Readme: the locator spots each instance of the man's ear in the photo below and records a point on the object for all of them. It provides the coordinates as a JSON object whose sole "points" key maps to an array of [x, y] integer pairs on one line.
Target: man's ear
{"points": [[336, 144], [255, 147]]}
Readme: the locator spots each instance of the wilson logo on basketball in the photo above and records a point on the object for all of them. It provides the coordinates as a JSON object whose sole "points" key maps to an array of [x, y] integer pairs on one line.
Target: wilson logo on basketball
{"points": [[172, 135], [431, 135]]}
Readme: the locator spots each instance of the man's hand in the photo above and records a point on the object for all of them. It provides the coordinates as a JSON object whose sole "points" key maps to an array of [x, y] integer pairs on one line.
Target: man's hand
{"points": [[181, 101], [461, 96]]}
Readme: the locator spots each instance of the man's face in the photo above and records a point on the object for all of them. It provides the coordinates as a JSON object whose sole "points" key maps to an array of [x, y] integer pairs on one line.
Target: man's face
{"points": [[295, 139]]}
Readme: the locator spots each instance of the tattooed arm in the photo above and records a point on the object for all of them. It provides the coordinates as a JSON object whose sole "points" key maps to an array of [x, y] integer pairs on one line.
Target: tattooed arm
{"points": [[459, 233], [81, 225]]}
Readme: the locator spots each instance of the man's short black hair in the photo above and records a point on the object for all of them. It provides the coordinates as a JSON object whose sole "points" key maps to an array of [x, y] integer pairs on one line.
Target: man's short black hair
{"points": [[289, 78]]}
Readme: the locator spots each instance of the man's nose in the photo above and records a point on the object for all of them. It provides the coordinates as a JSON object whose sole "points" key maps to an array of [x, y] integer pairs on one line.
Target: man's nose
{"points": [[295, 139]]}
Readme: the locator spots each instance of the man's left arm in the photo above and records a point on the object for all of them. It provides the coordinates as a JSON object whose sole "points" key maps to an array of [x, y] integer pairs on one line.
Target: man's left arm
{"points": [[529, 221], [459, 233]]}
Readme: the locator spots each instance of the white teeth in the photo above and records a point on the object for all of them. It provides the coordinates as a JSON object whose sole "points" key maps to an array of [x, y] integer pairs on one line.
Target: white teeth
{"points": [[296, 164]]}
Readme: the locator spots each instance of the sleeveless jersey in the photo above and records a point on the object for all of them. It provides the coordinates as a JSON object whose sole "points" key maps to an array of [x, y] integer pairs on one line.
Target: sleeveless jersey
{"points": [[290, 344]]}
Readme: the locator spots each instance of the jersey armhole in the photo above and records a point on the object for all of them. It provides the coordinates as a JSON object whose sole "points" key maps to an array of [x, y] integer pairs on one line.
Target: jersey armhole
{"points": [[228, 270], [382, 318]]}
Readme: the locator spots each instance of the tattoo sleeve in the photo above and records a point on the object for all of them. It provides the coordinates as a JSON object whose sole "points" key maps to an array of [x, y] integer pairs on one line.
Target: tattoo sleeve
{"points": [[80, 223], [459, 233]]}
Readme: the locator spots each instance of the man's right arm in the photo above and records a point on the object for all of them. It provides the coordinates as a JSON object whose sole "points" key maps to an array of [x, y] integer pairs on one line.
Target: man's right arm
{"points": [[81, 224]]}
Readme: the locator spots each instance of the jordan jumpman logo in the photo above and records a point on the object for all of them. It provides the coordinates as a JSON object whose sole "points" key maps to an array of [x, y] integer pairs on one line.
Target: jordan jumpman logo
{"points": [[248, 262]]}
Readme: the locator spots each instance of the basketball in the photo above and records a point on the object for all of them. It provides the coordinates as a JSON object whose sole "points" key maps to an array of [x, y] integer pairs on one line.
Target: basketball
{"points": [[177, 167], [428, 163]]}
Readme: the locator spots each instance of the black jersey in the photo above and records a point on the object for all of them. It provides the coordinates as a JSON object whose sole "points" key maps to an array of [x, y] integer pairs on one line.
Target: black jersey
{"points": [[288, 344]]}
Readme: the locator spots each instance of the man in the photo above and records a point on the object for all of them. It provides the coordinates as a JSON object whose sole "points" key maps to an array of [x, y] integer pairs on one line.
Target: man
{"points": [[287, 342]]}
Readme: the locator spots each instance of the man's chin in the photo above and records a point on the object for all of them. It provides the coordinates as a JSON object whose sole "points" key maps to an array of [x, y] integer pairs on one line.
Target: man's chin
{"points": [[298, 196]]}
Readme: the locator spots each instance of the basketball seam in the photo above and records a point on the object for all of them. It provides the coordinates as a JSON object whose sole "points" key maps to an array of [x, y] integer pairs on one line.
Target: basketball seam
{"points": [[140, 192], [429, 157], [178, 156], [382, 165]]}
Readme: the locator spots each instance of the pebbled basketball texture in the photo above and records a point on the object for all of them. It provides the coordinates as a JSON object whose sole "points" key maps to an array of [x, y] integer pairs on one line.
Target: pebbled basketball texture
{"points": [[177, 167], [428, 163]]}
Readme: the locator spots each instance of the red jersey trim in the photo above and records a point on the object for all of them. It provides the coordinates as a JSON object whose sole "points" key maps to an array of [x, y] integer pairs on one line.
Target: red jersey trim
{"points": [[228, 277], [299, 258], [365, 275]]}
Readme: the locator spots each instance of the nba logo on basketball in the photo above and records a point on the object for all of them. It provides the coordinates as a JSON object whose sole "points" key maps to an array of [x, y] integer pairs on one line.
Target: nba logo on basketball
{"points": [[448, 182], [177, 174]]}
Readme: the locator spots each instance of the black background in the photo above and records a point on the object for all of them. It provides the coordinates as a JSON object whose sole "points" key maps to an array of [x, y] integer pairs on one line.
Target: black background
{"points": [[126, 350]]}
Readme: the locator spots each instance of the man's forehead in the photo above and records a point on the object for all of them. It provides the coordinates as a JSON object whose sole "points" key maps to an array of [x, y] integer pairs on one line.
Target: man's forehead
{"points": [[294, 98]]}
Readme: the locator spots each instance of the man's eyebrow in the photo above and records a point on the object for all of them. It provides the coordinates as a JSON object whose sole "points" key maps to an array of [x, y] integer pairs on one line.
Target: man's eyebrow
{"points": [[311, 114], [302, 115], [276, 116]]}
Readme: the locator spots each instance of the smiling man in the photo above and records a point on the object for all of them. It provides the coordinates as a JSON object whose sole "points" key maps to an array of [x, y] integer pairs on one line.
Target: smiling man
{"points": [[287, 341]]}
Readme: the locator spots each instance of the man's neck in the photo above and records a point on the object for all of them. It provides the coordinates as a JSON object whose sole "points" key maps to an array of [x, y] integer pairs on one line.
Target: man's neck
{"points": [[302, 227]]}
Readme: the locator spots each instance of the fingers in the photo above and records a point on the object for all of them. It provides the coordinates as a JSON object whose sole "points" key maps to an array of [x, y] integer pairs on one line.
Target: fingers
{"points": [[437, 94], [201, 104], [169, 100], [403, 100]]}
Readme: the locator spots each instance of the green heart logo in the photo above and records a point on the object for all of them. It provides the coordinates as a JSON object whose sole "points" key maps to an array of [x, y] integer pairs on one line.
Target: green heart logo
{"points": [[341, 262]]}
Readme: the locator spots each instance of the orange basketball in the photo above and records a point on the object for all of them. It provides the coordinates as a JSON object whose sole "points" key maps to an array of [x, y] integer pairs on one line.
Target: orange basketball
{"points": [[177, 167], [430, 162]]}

-=-=-

> **YOUR TASK**
Set down, word for word, the line that contains "Readme: the locator spots each instance of the green" and all lines after it up to the end of the listing.

> **RESULT BELOW**
Readme: the locator spots each instance of the green heart logo in the photo above and records a point on the object for all of them. It provides the coordinates as a JSON object whose sole "points" key maps to an array of [x, y] integer pairs on one line.
Target: green heart logo
{"points": [[341, 262]]}
Readme: the locator spots each instance of the orange basketball in the photo above and records a point on the object for all of them. It provides the coordinates as a JSON object whose sole "points" key maps to an array of [x, y] integer pairs on one line.
Target: orange basketball
{"points": [[177, 167], [430, 162]]}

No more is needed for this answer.